- [DIRECTIONS]:
Where the records below show a line containing "negative clicks: (671, 590) (653, 610)", start copying; end with the line containing "659L694 664V678L702 680L719", and copy it too.

- [Segmentation mask data]:
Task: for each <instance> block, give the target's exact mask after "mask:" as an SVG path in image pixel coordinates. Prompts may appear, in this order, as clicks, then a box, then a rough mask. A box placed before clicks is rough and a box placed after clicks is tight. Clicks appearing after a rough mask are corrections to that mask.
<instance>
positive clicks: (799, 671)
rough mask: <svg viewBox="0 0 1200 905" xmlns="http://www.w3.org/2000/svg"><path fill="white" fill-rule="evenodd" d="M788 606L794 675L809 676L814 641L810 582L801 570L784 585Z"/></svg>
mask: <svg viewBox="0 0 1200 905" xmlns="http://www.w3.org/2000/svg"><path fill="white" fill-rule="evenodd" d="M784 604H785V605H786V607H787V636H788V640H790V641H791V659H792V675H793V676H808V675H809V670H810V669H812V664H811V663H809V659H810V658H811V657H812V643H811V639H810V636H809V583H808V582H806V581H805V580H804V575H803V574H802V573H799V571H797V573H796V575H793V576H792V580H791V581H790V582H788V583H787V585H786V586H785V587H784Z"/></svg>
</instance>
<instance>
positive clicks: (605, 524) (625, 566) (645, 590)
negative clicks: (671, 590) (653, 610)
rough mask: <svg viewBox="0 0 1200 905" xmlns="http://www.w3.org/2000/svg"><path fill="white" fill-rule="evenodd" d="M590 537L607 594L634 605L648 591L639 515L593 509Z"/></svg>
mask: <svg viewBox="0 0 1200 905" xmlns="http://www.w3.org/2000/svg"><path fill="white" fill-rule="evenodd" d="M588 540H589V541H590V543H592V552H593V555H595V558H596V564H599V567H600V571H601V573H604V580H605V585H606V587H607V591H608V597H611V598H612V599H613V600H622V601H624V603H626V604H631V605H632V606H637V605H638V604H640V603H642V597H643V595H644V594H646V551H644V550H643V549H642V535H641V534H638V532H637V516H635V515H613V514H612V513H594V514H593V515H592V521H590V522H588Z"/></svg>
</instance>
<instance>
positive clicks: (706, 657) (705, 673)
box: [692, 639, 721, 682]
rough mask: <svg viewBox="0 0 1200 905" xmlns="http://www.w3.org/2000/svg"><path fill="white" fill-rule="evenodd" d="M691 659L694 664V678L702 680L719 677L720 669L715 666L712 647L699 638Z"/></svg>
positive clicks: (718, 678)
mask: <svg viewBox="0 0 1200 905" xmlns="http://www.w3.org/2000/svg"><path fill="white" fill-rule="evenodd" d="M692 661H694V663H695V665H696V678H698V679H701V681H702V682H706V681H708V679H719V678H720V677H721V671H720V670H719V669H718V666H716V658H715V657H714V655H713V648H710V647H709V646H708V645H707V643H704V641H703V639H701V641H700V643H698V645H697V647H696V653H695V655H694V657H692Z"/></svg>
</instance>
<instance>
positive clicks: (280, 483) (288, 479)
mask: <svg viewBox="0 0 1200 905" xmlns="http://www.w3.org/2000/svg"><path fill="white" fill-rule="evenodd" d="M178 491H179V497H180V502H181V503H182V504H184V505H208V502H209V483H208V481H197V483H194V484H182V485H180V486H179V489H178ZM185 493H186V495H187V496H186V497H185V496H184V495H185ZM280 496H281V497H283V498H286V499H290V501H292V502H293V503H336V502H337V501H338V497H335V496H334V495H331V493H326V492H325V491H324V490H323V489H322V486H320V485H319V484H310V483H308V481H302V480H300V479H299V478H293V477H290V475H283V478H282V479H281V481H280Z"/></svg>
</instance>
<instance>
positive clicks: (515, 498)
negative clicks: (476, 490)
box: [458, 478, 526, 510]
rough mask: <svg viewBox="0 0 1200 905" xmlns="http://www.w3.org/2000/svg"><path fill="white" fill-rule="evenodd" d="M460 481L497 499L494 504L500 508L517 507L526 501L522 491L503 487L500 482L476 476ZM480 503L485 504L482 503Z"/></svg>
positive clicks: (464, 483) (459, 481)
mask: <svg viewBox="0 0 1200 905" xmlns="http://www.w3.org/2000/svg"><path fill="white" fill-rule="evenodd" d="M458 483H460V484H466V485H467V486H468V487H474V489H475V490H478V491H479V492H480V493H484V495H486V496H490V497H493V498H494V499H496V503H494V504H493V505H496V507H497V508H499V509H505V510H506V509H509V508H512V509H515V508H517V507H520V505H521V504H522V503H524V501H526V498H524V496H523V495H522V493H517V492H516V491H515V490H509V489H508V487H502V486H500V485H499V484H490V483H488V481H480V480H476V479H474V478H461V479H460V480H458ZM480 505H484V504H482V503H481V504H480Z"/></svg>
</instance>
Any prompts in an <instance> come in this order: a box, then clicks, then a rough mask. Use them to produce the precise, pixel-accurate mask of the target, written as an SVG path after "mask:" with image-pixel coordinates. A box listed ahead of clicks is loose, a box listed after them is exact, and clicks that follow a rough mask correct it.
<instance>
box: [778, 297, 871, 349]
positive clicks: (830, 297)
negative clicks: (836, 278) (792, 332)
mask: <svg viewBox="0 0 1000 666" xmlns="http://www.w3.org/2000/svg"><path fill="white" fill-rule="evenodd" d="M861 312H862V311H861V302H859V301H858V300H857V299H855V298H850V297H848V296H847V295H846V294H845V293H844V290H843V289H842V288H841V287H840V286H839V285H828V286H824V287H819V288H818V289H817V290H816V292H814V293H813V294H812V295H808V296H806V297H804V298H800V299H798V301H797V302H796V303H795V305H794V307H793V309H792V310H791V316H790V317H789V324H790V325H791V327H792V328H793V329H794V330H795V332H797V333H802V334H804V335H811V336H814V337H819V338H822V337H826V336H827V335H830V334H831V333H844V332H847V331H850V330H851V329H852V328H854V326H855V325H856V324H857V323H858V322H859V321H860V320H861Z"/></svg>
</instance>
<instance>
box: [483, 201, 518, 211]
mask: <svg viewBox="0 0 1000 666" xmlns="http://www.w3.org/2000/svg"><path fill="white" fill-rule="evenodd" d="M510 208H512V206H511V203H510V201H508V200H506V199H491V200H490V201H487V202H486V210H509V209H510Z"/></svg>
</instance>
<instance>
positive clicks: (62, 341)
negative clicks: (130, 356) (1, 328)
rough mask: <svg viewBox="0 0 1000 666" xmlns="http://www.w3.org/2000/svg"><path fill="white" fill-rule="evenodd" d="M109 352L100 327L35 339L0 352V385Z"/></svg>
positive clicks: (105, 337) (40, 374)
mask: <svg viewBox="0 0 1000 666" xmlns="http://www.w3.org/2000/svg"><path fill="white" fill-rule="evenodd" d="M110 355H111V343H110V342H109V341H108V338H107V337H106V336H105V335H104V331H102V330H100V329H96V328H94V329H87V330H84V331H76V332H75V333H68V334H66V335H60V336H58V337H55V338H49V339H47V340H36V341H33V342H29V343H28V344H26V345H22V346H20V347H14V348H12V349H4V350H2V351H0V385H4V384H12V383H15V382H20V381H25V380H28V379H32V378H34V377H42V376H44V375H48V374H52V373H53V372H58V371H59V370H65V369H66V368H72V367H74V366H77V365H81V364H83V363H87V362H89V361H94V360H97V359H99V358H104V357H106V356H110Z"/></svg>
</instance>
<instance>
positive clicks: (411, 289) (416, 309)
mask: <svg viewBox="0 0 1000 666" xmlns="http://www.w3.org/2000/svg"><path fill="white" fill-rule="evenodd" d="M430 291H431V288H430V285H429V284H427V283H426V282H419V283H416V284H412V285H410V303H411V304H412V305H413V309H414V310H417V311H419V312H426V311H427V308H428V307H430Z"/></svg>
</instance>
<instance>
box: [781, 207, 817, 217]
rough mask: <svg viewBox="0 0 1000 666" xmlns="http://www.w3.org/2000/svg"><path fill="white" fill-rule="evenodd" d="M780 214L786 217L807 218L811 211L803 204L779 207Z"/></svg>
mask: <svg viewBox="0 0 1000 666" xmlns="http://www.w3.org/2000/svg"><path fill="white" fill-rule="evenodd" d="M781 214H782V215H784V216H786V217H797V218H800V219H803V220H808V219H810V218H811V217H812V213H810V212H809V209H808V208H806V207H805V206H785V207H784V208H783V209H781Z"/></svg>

- [FINISHED EXERCISE]:
negative clicks: (671, 590) (653, 610)
rough mask: <svg viewBox="0 0 1200 905" xmlns="http://www.w3.org/2000/svg"><path fill="white" fill-rule="evenodd" d="M590 537L607 594L634 605L648 591L639 515L593 509Z"/></svg>
mask: <svg viewBox="0 0 1200 905" xmlns="http://www.w3.org/2000/svg"><path fill="white" fill-rule="evenodd" d="M588 540H589V541H590V543H592V552H593V555H595V558H596V564H599V567H600V571H601V573H604V580H605V585H606V587H607V591H608V597H611V598H612V599H613V600H622V601H624V603H626V604H631V605H632V606H637V605H638V604H640V603H642V597H643V595H644V594H646V551H644V550H643V549H642V535H641V534H638V532H637V516H635V515H613V514H612V513H594V514H593V515H592V521H590V522H588Z"/></svg>
</instance>
<instance>
positive clicks: (706, 657) (705, 673)
box: [692, 639, 721, 682]
rough mask: <svg viewBox="0 0 1200 905" xmlns="http://www.w3.org/2000/svg"><path fill="white" fill-rule="evenodd" d="M691 659L694 664V678L702 680L719 677L720 669L715 666L712 647L699 638Z"/></svg>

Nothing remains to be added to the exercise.